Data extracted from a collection
....
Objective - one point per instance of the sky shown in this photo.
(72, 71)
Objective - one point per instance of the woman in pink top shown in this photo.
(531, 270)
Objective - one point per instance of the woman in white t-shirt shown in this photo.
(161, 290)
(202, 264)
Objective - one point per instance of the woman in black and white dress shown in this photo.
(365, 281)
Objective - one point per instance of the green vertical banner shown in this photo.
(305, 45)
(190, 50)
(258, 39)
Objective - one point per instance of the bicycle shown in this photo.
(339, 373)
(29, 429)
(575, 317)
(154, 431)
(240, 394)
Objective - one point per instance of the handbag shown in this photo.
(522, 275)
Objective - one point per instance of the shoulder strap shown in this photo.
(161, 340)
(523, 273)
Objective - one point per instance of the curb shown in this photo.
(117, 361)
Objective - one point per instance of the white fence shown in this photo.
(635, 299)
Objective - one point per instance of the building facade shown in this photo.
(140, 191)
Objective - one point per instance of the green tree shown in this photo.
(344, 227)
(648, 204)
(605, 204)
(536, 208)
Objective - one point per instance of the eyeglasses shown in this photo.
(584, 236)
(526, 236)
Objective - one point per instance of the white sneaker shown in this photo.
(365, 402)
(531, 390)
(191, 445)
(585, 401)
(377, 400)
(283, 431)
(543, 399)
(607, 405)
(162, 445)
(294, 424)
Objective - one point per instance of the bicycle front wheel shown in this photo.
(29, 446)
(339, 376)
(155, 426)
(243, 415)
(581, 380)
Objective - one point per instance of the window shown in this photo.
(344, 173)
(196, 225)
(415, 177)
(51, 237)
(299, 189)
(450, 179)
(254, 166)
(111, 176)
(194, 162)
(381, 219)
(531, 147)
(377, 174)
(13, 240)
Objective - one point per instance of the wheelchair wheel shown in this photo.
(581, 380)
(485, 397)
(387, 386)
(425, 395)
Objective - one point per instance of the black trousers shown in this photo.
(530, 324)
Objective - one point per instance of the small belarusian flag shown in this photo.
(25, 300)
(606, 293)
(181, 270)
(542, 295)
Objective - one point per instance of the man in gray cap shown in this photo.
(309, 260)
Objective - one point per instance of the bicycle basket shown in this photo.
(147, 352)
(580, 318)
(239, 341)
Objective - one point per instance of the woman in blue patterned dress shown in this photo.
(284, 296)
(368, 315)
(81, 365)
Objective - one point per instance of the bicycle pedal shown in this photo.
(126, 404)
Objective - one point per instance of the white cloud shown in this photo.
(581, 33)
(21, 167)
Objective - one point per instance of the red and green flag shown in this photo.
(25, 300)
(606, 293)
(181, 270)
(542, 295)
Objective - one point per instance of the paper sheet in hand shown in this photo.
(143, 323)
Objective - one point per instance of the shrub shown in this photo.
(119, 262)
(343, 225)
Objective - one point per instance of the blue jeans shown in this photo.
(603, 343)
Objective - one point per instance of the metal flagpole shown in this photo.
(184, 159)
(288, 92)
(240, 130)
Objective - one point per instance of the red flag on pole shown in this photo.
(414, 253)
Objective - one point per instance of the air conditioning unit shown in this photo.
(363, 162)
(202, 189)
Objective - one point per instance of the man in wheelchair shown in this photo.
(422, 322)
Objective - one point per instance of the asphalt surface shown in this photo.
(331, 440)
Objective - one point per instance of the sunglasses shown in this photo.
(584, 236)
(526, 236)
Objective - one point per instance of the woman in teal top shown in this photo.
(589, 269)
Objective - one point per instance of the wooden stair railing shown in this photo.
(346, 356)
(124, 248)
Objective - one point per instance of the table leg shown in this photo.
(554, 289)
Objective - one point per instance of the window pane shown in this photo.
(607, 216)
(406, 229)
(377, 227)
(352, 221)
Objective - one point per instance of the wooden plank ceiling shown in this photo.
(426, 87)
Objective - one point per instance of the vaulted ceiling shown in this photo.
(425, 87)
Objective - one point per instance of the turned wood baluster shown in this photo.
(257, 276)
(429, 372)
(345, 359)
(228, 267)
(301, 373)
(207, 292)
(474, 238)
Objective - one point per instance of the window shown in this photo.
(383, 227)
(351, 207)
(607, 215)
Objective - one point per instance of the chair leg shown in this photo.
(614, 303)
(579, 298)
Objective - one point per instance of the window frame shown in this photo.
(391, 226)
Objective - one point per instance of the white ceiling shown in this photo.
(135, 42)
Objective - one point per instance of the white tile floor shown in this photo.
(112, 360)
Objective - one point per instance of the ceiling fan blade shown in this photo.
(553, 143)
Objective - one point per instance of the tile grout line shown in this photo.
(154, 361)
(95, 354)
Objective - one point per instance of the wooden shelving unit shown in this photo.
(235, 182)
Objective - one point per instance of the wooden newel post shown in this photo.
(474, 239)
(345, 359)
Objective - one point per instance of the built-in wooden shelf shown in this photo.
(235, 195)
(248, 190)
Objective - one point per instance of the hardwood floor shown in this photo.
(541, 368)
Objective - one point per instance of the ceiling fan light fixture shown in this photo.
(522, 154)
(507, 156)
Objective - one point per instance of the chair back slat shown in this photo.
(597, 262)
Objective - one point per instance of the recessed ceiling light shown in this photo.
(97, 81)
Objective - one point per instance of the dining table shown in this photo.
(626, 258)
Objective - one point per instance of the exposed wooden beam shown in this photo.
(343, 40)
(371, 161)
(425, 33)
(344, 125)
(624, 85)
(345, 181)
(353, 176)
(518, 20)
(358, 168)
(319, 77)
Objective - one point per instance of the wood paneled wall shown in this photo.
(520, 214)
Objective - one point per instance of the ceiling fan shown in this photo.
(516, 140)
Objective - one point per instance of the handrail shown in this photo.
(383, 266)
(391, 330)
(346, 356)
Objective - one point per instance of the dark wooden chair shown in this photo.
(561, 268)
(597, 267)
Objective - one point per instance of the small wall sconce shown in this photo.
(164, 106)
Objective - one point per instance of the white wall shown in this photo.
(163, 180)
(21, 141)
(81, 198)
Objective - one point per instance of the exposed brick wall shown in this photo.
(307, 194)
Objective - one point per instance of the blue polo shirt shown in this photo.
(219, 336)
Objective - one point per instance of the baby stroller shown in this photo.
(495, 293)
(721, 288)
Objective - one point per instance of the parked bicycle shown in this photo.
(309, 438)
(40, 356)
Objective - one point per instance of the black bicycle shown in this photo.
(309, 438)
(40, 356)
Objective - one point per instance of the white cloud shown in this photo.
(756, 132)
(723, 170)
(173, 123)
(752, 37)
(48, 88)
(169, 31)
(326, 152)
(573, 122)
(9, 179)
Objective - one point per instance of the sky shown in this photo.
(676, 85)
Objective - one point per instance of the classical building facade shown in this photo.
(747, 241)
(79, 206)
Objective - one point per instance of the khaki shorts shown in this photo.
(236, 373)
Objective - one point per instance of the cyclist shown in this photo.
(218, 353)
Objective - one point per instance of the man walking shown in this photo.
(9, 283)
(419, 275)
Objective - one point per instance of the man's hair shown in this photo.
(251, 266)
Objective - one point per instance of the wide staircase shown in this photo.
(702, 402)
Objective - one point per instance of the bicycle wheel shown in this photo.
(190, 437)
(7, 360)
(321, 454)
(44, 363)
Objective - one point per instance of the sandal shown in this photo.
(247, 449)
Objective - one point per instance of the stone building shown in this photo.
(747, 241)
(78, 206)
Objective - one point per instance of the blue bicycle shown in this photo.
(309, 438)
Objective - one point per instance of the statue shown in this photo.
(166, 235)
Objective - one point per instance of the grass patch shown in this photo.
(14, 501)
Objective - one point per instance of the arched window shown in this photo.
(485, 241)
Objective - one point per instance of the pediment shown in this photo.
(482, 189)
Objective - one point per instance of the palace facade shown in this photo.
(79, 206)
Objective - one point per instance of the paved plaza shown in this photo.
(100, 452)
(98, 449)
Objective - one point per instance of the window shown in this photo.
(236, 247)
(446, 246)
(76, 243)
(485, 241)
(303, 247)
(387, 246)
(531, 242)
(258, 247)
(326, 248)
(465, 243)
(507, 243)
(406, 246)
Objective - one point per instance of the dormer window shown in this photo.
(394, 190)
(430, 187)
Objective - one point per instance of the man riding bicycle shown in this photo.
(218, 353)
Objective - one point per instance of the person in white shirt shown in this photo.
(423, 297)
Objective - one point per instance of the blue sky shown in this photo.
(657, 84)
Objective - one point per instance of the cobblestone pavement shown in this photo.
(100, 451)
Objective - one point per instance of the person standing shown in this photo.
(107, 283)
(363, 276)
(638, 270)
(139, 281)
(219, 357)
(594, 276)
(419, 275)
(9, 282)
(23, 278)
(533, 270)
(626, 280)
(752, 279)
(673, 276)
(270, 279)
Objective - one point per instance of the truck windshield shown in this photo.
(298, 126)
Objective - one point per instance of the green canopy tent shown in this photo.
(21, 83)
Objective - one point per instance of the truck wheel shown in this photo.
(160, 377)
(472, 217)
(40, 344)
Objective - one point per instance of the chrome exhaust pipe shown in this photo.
....
:: PROMPT ::
In the entries above, find the line containing "Objective - one point per instance of the palace". Set down that line and every line after it through the last one, exactly and alone.

:: TASK RESULT ::
Objective - one point per instance of the palace facade shown in this photo.
(79, 206)
Objective - one point per instance of the paved plaza shown in this photo.
(100, 452)
(98, 449)
Objective - one point per instance of the window shown in this photo.
(236, 247)
(446, 246)
(76, 243)
(485, 241)
(303, 247)
(387, 246)
(531, 242)
(258, 247)
(326, 248)
(465, 243)
(507, 243)
(406, 246)
Objective - one point per instance of the dormer window shown in this photo.
(394, 190)
(430, 187)
Objective - one point per instance of the man riding bicycle shown in this photo.
(218, 353)
Objective - one point per instance of the person in white shirt shown in this photo.
(423, 297)
Objective - one point per instance of the blue sky shown in this photo.
(657, 84)
Objective - one point per instance of the cobblestone pavement shown in this photo.
(100, 451)
Objective - one point per instance of the person standing shown in this photo.
(107, 283)
(363, 276)
(638, 270)
(139, 281)
(219, 357)
(594, 276)
(419, 275)
(9, 282)
(23, 278)
(533, 270)
(626, 280)
(752, 279)
(673, 276)
(270, 279)
Objective - one point per instance of the truck windshield shown in this photo.
(298, 126)
Objective - one point per instance of the green canopy tent shown in this photo.
(21, 83)
Objective - one point per instance of the truck wheel shown in this photo.
(160, 377)
(472, 217)
(40, 344)
Objective - one point per instance of the chrome exhaust pipe shown in this photo.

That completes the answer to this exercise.